Mis antepasados más remotos fueron paganos; los más recientes, herejes.

viernes, 18 de octubre de 2013

Por los pelos

El nivel imperante de entontecimiento ilustrado que reina en el mundo está llegando a extremos verdaderamente asombrosos. Ya lo he dejado dicho multitud de veces (me preocupa empezar a repetirme tanto como un guiso saturado de ajo y cebolla) pero es que, a pesar de que nunca como hoy un ciudadano medio ha tenido mayores oportunidades de estar informado y de reaccionar e influir sobre su entorno, prácticamente a diario tengo la ocasión de quedarme de piedra ante la ausencia de formación (lo que es grave) y de empuje (lo que es peor) o de punch, que dicen en América, de ese mismo ciudadano. Y lo peor es que cuanto más joven es el individuo en cuestión, menos formación y menos empuje suele tener (por no hablar, entre otras minucias, del alarmante crecimiento del conformismo y su primo hermano el nihilismo, la clara ausencia de creatividad o la espantosa desaparición del compromiso, no ya con la sociedad o siquiera con la familia, sino con uno mismo, que en el fondo es lo más importante...). Sí, ya sé que la historia de la humanidad no ofrece, en general, períodos mucho mejores que el actual pero da la sensación de que estamos peor que nunca en el sentido de la vida interior, o la ausencia de ésta...
★ ★ ★ ★ ★
Acción requerida A:
Según la entrada sobre el entontecimiento ilustrado, ¿qué relación hay entre la edad del individuo y su formación y empuje?
Acción requerida B:
Prosigue la entrada sobre el entontecimiento ilustrado a partir de su última frase.
★ ★ ★ ★ ★
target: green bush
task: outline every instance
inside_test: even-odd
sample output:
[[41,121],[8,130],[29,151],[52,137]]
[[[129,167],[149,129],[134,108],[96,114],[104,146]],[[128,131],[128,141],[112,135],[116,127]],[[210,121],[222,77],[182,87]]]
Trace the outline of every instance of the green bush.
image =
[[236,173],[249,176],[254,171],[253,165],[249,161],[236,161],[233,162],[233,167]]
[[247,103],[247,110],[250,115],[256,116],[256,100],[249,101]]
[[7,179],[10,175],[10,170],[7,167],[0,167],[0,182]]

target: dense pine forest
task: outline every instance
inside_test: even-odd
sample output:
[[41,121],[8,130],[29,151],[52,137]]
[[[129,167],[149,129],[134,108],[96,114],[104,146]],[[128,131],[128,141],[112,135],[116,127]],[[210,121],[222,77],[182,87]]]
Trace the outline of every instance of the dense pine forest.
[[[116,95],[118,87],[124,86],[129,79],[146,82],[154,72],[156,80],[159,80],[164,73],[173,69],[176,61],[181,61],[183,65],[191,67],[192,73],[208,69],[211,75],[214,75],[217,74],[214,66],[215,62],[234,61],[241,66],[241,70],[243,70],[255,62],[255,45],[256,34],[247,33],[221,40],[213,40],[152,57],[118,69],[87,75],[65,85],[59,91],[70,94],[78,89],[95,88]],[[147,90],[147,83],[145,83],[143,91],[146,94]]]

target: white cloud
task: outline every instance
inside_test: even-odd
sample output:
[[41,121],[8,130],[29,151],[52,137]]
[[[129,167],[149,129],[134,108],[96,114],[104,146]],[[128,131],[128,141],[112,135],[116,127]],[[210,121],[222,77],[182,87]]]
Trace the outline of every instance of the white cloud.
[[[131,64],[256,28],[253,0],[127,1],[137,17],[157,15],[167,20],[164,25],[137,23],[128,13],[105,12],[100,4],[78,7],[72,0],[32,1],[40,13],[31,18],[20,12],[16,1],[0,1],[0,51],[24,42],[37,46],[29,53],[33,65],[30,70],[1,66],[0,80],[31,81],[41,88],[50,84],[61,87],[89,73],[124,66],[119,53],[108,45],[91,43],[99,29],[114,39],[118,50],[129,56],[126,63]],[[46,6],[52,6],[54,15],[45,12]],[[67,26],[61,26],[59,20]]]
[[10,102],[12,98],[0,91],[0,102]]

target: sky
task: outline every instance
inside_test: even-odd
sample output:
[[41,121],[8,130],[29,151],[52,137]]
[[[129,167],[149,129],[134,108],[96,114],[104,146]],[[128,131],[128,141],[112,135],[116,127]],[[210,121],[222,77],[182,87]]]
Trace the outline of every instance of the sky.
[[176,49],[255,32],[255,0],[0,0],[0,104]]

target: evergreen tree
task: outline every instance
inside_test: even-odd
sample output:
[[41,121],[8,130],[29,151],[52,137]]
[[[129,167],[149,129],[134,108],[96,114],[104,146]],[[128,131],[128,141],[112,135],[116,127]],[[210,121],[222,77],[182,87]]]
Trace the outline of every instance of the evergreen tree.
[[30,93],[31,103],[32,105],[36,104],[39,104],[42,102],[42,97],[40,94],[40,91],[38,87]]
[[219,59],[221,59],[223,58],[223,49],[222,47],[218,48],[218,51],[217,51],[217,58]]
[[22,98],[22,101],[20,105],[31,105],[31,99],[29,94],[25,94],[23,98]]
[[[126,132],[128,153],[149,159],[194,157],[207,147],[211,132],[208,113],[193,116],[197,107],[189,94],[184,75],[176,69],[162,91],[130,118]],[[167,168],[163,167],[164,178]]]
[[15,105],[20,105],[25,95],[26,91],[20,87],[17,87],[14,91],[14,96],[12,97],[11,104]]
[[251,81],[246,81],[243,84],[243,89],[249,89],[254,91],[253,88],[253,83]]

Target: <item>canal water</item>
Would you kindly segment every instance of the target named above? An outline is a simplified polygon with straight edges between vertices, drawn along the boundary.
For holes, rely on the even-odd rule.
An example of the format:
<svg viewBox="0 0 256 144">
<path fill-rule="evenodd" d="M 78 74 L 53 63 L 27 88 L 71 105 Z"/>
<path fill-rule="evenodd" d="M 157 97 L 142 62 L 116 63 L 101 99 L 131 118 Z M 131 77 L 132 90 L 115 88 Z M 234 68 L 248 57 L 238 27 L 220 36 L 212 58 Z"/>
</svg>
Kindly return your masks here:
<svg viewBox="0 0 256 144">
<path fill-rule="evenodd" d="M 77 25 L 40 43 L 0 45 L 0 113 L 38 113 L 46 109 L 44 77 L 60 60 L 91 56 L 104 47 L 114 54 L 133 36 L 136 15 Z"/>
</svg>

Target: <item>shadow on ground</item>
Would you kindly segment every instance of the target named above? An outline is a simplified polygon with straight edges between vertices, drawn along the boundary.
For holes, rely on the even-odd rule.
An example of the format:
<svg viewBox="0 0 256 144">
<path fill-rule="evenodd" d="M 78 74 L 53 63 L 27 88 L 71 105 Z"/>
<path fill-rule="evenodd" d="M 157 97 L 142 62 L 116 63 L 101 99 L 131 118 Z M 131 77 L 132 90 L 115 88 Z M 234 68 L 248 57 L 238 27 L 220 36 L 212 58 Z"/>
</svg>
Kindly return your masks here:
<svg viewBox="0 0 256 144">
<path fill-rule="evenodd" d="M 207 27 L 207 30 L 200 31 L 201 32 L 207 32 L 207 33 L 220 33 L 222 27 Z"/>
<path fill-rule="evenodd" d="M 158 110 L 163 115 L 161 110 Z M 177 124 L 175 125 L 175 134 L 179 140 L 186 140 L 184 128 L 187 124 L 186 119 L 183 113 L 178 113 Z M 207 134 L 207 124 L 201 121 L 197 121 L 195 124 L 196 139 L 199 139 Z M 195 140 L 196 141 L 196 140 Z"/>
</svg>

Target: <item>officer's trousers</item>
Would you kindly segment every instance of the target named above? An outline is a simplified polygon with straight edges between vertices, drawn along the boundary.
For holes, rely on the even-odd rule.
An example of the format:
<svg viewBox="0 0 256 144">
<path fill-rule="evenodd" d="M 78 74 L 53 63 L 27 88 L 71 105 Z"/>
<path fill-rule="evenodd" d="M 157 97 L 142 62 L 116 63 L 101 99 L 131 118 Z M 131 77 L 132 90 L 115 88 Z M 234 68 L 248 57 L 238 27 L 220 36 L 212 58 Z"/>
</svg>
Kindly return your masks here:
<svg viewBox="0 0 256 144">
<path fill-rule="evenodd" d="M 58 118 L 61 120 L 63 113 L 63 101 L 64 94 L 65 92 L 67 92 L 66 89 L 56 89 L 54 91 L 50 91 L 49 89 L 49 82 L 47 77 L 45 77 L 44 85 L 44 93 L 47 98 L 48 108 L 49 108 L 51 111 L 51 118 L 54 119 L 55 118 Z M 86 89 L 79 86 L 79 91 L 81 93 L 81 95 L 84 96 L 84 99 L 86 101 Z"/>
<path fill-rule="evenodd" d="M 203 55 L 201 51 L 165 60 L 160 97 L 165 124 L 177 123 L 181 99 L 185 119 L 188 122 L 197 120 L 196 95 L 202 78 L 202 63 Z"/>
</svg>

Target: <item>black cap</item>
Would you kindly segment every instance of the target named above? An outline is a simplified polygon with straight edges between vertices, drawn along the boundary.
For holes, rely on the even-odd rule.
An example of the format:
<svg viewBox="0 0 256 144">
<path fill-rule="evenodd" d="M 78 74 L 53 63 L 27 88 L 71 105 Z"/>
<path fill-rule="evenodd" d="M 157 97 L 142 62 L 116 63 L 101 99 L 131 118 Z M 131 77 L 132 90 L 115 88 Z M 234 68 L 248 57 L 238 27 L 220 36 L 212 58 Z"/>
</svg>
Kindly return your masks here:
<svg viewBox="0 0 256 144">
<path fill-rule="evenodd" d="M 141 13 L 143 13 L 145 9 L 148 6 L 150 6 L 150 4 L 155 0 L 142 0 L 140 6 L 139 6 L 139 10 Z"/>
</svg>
★ ★ ★ ★ ★
Espacio de respuesta A:
Cuanto más joven es el individuo, menos formación y menos empuje suele tener.

Espacio de respuesta B:
Y es que la estrategia diseñada y puesta en marcha por los Amos hace tantos años, lenta pero poderosa, se desarrolla de manera implacable, gota a gota, pasito a pasito, infectando en silencio a un homo sapiens tras otro sin llamar la atención de los demás . El sueño se extiende a cámara lenta en nuestra sociedad, sí, pero cuando aferra a alguien entre sus garras es muy difícil que esa persona llegue a soltarse, llegue a despertar, hasta que no alcanza sus últimos días en este planeta..., y posiblemente ni siquiera entonces. Cada vez son más los que caen en este adormecimiento vital que transforma a los aspirantes a seres humanos en perfectas ovejas del rebaño, tambaleantes por la eficacia del veneno que confunde el alma. Se trata de un fenómeno de zombificación social perfectamente elaborado y promocionado a todos los niveles que explica tal vez en parte el éxito actual de los libros y películas sobre muertos vivientes (en el fondo, tan aburridos y previsibles como las producciones pornográficas), en los que tanta gente se reconoce inconscientemente que hasta disfrutan vistiéndose, maquillándose y moviéndose como zombies. La agobiante sensación final que resulta de todo esto es la empatía absoluta con Robert Neville, el protagonista de la fabulosa Soy Leyenda del grandísimo, inmenso, Richard Matheson (quien por desgracia nos dejó a finales del pasado mes de junio): uno de esos escritores que merecieron el Premio Nobel de Literatura mucho más que la mayoría de los homenajeados con este hoy devaluado galardón y que por supuesto nunca llegó a recibirlo por haber cometido el pecado de dedicarse al género fantástico.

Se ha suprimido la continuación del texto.